» Records shown
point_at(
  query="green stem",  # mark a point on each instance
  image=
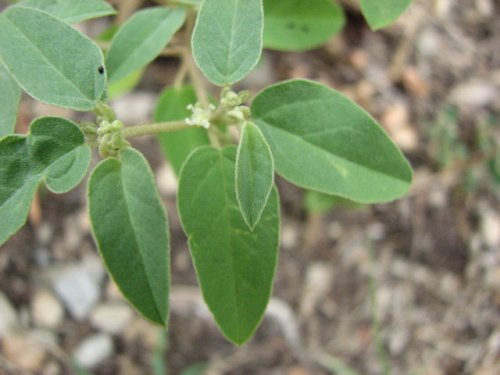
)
(160, 127)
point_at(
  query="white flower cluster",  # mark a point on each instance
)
(201, 116)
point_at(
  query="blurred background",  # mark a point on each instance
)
(410, 287)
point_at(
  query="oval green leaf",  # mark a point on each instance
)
(298, 25)
(69, 170)
(130, 227)
(50, 60)
(227, 39)
(254, 174)
(72, 11)
(141, 39)
(234, 265)
(381, 13)
(26, 160)
(322, 141)
(176, 146)
(10, 94)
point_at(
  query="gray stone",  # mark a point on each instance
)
(46, 310)
(111, 318)
(94, 350)
(8, 317)
(77, 289)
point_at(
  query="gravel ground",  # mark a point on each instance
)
(411, 287)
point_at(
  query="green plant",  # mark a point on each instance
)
(309, 134)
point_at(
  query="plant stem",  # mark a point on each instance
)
(172, 51)
(181, 74)
(194, 74)
(160, 127)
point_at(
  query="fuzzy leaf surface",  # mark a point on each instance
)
(322, 141)
(130, 227)
(50, 60)
(141, 39)
(10, 94)
(72, 11)
(254, 174)
(298, 25)
(26, 161)
(227, 39)
(234, 265)
(381, 13)
(177, 146)
(69, 170)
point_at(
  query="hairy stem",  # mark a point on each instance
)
(160, 127)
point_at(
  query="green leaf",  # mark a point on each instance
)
(131, 230)
(26, 160)
(69, 170)
(50, 60)
(381, 13)
(254, 174)
(141, 39)
(298, 25)
(235, 266)
(227, 39)
(72, 11)
(10, 94)
(323, 141)
(177, 146)
(125, 85)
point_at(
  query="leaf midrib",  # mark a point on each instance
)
(145, 41)
(42, 54)
(136, 241)
(329, 152)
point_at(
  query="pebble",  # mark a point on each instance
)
(474, 93)
(77, 289)
(318, 282)
(490, 228)
(396, 120)
(46, 310)
(8, 317)
(94, 350)
(134, 108)
(23, 352)
(112, 318)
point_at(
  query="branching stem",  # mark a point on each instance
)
(160, 127)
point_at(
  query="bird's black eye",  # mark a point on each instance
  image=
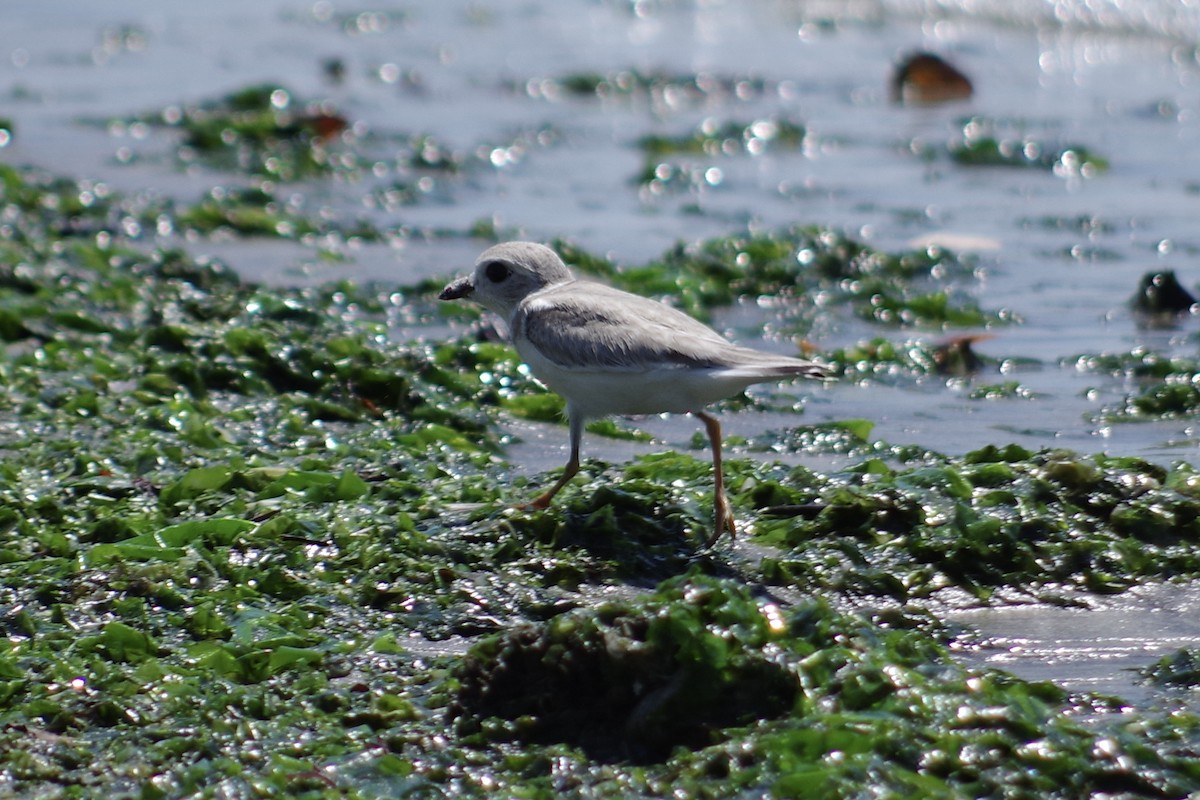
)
(496, 271)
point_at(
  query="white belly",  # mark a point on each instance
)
(600, 392)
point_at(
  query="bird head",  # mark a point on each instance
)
(508, 274)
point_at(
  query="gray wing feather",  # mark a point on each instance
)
(585, 325)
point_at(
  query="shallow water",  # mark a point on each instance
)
(1062, 252)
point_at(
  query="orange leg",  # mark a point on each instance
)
(569, 471)
(723, 516)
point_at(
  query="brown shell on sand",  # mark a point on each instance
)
(924, 78)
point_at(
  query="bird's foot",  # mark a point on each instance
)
(723, 521)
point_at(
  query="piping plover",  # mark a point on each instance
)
(609, 352)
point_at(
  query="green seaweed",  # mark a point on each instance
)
(245, 537)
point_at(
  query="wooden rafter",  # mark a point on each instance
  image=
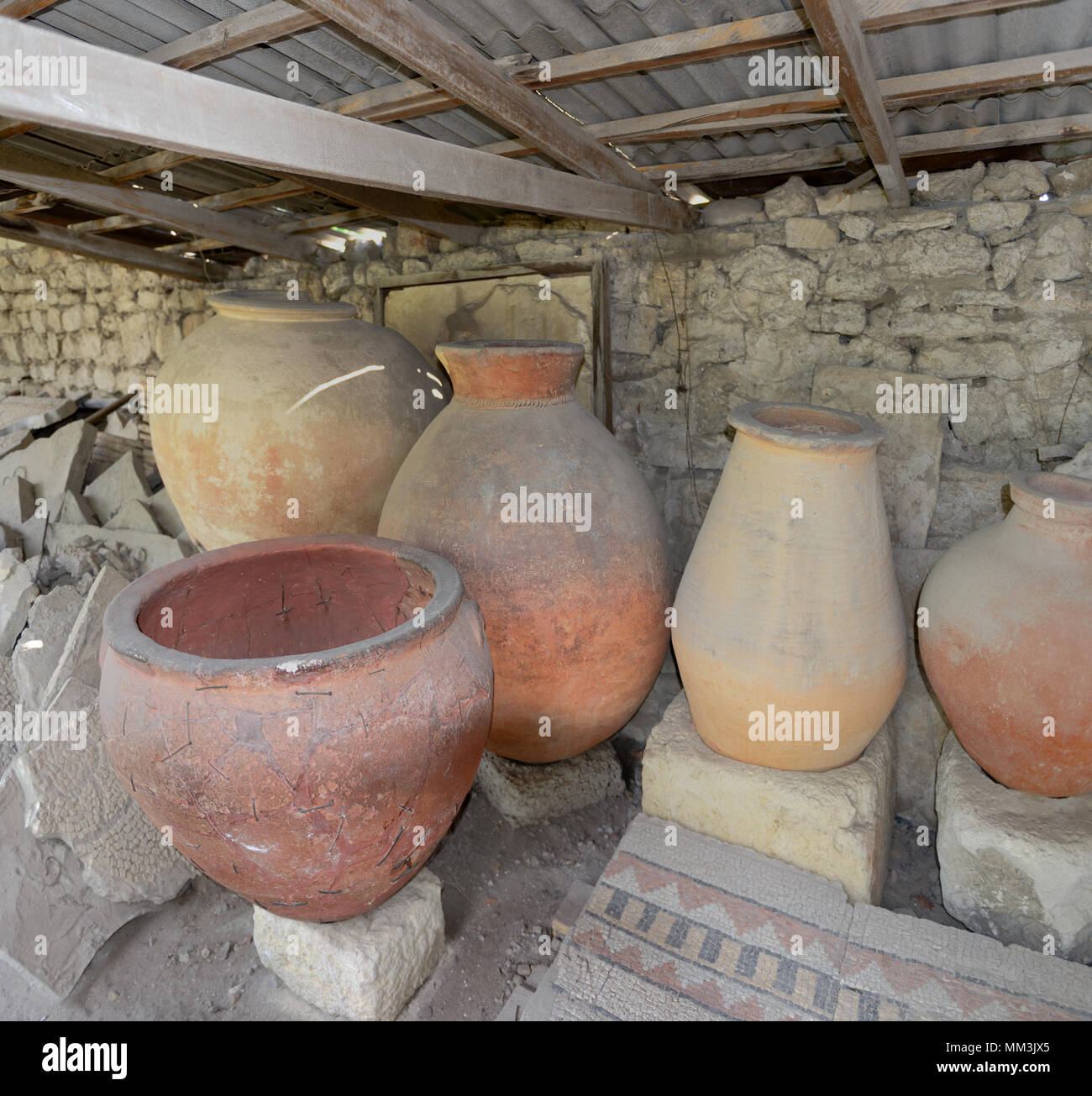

» What the task requires
Pull out each line of the entries above that contains the word "plant".

» Final result
  query="green plant",  # mark a point on each instance
  query="plant stem",  # mark a point on each instance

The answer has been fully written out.